Stored items:
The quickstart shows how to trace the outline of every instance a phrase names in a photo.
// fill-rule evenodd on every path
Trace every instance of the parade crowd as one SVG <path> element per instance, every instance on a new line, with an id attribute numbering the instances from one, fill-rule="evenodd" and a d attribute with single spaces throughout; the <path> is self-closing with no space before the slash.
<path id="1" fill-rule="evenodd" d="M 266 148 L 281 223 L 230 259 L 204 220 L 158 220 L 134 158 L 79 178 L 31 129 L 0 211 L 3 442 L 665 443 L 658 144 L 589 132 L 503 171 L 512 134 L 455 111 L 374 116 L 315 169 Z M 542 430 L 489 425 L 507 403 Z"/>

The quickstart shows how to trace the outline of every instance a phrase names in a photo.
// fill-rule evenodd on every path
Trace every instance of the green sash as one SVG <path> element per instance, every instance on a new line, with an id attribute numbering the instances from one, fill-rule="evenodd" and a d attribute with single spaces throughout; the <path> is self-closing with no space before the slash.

## Stated task
Quote all of the rows above word for word, without changing a single character.

## Output below
The quickstart shows how to trace the outline of every instance a phrase names in a photo.
// fill-rule evenodd on every path
Trace every instance of the parade crowd as one SVG <path> element per instance, every instance on a new line, with an id attribute numbering the instances from one, fill-rule="evenodd" and a d attribute with single spaces throughout; the <path> is self-closing with no space before the slash.
<path id="1" fill-rule="evenodd" d="M 266 148 L 281 223 L 230 259 L 204 220 L 158 220 L 134 158 L 79 178 L 31 129 L 0 211 L 3 442 L 665 443 L 658 144 L 589 132 L 503 171 L 512 134 L 455 111 L 374 116 L 315 169 Z M 542 430 L 489 425 L 507 403 Z"/>

The quickstart shows how to trace the outline of every instance a phrase names in a photo.
// fill-rule evenodd on every path
Trace every instance of the green sash as one SVG <path> element per instance, every instance on a new line, with an id attribute numbering the instances from one, fill-rule="evenodd" and a d attribute with single spaces throughout; the <path> is self-closing with no space before the slash.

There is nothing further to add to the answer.